§ Dataset rows

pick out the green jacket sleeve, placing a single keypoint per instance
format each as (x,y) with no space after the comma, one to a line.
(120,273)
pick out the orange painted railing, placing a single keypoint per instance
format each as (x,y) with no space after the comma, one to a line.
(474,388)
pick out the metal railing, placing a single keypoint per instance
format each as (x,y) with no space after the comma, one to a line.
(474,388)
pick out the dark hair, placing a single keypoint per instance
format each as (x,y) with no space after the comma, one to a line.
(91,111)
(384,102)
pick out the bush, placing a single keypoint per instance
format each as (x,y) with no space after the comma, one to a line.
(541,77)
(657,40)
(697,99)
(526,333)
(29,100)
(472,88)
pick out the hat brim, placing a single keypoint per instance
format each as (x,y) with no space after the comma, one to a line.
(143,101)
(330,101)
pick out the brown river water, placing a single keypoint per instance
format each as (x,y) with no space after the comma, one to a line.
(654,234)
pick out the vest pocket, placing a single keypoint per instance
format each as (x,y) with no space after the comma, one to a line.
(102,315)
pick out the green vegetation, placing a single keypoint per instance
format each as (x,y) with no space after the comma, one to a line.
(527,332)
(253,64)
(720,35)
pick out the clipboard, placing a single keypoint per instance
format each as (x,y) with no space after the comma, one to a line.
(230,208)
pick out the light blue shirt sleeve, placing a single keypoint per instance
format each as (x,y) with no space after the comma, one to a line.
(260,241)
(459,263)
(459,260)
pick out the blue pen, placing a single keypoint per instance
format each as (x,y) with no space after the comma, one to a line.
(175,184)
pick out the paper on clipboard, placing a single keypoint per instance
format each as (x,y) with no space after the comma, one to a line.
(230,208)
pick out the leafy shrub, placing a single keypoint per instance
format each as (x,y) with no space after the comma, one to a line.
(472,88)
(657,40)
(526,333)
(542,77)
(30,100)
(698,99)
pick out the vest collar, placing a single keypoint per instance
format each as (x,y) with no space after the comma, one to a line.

§ Stated goal
Copy every line exactly. Leave nothing out.

§ Result for this task
pick out the green jacket sleeve, placing a single keypoint per instance
format each as (x,y) with no space after the comma, one to a line.
(120,273)
pick out the orange painted railing, placing a single keypoint per instance
format each as (x,y) with no space after the comma, one to a line.
(474,388)
pick out the metal railing, placing a single keypoint per instance
format each as (x,y) with no space after the comma, one to a line.
(474,388)
pick out the dark hair, placing a single keypoint per instance
format each as (x,y) with no space after the comma, one to a line.
(91,111)
(384,102)
pick out the bush, placing a single keypoint per instance
format each as (x,y) with no space after the comma, one to a line.
(541,77)
(657,40)
(697,99)
(526,333)
(29,100)
(472,88)
pick out the hat brim, placing a single keypoint per instance
format each as (x,y) with no space after the comma, one to a line.
(143,101)
(330,101)
pick out the brown river water, placing a single keypoint per instance
format each as (x,y) with no space after the comma, one to a line.
(654,234)
pick out the vest pocket, placing a single keypoint per instance
format each as (x,y) with no space after the comma, one to a line.
(102,315)
pick out the green vegetation, placing a single keypoint per instance
format each as (x,y) with no space after the comma, one to a line.
(527,332)
(253,64)
(720,35)
pick out the clipboard, placing a single keypoint per instance
format each as (x,y) with no space after the comma, one to a line.
(230,208)
pick out the light blue shirt sleeve, placing a single keypoint per instance
format each as (x,y) with no space after the comma, one to a line.
(260,241)
(459,263)
(459,260)
pick out the blue pen, placing a single keypoint per instance
format each as (x,y) with no space after the comma, one to a line.
(175,184)
pick out the paper on clipboard, placing a single keypoint per instance
format each as (x,y) with no space after the comma, one to a line.
(230,208)
pick out the leafy shrub, placing a single keypoint per instance
format each as (x,y) with no space after the comma, one to a line.
(472,88)
(657,40)
(526,333)
(542,77)
(30,100)
(698,99)
pick out the vest collar, placing a single keypoint per instance
format each as (x,y) with no space after the comma, one to a line.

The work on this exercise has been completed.